(Work to complete)
Wherever the word "warehouse" appears in a line of the records, copy that line.

(Extracted entries)
Start of Block

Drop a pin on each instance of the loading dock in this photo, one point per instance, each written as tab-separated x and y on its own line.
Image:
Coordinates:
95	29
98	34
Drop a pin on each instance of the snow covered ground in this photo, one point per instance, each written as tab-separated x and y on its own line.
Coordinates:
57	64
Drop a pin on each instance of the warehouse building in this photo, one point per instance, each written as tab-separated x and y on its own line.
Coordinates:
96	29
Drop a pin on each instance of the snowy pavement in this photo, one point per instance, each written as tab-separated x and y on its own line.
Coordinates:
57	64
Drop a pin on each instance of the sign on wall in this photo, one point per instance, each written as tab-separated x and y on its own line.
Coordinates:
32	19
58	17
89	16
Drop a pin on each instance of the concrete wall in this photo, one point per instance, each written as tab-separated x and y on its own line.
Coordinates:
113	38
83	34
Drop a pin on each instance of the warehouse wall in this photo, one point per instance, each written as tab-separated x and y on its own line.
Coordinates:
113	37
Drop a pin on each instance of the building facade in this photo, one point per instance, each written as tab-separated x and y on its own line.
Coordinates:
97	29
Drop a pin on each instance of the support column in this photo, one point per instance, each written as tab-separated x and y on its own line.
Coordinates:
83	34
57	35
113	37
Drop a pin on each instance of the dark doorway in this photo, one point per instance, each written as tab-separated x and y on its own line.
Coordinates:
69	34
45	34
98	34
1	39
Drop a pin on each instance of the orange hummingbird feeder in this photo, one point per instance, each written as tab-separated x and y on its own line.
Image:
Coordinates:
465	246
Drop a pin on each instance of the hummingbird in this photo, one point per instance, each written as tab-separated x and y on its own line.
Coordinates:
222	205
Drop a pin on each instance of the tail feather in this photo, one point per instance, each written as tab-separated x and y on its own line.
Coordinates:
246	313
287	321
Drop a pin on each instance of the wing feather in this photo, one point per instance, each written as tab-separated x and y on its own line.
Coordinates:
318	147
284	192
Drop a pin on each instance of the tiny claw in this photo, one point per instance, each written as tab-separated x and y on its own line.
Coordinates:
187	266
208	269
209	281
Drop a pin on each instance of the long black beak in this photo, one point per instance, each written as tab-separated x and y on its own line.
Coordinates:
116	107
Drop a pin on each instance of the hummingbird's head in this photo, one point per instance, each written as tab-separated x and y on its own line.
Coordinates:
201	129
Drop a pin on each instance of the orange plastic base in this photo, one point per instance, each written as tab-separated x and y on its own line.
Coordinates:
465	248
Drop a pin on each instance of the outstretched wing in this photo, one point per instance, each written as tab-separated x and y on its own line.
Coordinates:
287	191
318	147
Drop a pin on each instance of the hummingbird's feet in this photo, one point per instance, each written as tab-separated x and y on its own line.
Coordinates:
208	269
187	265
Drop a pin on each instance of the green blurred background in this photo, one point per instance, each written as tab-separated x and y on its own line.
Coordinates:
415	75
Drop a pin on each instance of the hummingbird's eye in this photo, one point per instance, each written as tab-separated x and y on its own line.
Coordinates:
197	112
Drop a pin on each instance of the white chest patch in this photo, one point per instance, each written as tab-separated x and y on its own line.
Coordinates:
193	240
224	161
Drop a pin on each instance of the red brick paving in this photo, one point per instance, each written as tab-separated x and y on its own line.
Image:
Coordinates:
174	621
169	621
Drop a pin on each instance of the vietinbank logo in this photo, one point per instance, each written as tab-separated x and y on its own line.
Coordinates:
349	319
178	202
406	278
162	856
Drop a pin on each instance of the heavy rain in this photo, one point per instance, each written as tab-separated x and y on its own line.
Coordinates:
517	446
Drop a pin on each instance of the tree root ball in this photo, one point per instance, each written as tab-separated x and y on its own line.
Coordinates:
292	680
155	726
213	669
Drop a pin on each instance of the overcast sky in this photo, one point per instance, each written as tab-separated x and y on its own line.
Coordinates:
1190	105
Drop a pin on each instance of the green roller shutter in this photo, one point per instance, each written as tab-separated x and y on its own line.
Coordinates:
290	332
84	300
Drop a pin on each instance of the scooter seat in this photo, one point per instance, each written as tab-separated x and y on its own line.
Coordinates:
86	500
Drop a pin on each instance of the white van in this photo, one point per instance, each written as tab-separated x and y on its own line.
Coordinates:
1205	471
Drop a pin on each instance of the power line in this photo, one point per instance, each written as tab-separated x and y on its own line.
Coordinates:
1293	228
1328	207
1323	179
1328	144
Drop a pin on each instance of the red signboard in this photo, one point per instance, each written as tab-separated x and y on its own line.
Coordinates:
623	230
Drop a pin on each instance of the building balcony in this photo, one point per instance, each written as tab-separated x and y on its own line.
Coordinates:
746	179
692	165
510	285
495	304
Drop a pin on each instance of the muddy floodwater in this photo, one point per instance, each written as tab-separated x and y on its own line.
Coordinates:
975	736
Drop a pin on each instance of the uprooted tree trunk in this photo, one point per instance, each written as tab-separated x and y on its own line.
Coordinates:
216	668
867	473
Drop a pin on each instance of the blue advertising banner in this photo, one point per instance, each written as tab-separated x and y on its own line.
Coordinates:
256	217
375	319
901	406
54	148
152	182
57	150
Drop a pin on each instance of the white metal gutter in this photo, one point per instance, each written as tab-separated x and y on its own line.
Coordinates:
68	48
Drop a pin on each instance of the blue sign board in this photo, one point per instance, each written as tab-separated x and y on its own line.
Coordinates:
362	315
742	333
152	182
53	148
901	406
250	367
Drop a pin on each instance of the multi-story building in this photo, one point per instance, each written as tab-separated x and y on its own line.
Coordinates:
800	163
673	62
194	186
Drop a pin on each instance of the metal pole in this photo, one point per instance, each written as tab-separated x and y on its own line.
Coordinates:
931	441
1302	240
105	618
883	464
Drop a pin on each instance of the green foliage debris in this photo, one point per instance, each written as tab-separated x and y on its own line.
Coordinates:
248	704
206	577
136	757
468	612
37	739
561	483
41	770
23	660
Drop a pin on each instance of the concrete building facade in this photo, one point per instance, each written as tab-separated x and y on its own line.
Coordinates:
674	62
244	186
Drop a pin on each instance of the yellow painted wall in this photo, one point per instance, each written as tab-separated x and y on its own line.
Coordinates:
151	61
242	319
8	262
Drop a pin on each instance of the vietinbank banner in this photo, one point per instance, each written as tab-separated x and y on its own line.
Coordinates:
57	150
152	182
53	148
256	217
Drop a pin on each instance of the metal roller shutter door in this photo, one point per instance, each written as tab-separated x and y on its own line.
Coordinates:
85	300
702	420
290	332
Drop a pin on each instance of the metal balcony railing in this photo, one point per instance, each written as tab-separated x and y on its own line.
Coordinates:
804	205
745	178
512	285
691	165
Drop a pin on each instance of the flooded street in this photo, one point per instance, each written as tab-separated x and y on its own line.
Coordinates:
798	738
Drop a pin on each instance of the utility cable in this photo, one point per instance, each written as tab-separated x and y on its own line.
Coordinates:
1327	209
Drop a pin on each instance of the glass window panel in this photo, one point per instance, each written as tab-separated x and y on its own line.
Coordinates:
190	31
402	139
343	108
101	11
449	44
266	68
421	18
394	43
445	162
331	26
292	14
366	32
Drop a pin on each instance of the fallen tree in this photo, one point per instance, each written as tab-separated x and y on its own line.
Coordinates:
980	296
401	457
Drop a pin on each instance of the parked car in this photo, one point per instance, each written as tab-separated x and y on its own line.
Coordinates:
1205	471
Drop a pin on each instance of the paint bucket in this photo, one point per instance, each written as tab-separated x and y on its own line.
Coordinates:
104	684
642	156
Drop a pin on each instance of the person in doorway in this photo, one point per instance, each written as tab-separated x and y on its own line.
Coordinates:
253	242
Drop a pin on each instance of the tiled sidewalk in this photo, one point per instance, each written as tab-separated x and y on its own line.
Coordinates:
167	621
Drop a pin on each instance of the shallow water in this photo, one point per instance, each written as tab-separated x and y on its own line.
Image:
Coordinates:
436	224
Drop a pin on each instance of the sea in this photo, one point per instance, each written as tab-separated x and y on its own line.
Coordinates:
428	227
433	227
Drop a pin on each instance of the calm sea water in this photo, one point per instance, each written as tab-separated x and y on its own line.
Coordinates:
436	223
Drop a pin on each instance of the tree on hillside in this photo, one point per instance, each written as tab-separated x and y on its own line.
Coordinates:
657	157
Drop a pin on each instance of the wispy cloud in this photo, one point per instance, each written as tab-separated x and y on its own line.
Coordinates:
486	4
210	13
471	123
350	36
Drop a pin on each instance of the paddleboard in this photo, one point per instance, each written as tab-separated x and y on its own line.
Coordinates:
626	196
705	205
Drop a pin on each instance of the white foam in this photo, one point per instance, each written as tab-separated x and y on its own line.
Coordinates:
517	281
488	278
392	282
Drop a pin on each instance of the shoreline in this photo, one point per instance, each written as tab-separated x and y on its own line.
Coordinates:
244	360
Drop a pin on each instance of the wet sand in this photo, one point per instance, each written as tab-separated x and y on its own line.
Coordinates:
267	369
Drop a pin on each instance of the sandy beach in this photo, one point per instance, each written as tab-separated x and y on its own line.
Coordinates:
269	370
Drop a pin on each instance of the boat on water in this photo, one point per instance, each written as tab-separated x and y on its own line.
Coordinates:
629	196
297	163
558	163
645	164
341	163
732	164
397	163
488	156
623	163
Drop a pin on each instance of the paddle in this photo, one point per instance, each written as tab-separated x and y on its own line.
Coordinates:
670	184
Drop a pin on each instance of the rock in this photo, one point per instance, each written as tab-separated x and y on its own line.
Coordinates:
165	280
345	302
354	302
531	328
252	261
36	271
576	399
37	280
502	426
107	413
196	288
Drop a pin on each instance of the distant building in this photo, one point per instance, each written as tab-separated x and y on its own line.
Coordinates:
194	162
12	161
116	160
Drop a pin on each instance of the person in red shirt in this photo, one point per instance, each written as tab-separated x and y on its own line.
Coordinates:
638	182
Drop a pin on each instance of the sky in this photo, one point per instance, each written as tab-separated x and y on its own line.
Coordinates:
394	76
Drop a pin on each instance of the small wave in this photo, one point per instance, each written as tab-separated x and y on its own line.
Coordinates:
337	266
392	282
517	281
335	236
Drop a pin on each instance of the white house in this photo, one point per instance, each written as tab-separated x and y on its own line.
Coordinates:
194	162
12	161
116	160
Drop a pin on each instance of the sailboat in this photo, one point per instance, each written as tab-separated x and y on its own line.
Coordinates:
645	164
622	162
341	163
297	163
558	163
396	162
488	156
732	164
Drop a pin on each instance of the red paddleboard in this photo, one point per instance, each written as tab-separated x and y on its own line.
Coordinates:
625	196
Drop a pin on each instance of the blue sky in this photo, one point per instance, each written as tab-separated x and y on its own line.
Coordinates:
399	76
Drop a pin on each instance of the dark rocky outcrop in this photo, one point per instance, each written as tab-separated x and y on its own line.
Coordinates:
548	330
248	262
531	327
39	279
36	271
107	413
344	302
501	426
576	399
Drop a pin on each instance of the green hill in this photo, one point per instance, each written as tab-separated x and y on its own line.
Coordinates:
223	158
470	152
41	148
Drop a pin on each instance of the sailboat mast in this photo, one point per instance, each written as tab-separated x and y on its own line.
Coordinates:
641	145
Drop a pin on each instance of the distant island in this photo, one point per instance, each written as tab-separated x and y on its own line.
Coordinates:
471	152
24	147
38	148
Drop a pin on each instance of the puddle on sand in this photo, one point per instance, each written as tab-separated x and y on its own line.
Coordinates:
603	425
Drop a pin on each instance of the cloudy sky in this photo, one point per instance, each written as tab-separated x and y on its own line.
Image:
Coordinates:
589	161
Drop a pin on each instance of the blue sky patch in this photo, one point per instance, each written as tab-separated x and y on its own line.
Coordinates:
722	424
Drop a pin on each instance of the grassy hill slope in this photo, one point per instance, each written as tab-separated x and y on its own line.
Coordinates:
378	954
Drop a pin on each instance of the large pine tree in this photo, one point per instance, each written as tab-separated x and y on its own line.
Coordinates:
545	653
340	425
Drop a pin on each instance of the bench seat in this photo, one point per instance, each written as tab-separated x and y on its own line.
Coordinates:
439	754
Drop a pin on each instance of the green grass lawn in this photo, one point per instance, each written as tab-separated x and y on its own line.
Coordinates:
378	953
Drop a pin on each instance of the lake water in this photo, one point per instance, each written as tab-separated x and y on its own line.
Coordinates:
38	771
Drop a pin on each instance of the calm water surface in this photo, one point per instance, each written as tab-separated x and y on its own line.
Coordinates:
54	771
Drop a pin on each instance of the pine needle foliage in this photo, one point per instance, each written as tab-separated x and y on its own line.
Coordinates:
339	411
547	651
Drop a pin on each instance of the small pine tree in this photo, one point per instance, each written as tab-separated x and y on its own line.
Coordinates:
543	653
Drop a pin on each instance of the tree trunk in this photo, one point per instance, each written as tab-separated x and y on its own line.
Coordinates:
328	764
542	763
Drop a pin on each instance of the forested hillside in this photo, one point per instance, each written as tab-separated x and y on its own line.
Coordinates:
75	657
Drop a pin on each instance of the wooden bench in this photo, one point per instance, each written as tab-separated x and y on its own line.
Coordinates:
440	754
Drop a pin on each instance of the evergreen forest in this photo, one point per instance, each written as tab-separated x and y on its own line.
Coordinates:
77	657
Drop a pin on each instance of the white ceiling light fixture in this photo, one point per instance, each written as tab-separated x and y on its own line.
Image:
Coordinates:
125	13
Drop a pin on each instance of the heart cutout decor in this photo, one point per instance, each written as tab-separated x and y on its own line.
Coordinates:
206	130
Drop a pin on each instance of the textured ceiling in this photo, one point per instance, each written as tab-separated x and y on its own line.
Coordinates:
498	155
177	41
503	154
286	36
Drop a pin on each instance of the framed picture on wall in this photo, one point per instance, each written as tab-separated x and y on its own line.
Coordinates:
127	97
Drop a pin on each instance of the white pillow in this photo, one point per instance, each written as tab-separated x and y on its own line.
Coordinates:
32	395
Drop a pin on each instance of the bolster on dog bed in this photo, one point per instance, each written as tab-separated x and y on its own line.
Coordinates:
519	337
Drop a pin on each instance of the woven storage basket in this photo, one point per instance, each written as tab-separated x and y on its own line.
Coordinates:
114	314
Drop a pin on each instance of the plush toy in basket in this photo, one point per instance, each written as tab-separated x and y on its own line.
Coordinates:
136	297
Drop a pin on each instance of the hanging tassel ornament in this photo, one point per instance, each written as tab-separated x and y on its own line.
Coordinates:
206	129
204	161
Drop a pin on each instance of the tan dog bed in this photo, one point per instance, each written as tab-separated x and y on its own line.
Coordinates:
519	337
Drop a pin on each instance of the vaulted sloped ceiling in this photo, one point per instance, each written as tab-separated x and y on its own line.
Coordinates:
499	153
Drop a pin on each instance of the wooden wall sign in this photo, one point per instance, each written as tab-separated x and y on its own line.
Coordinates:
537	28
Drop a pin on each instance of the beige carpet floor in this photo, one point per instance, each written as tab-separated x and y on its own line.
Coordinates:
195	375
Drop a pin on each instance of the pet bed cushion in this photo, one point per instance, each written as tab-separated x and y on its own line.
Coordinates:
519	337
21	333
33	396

End of Block

(Task response)
Drop a pin on each instance of the warehouse building in this photo, one point per instance, each written as tab-separated x and y on its own line.
Drop a pin on each instance of the warehouse wall in this photo, one point per instance, each written as tab-separated x and y on its own line.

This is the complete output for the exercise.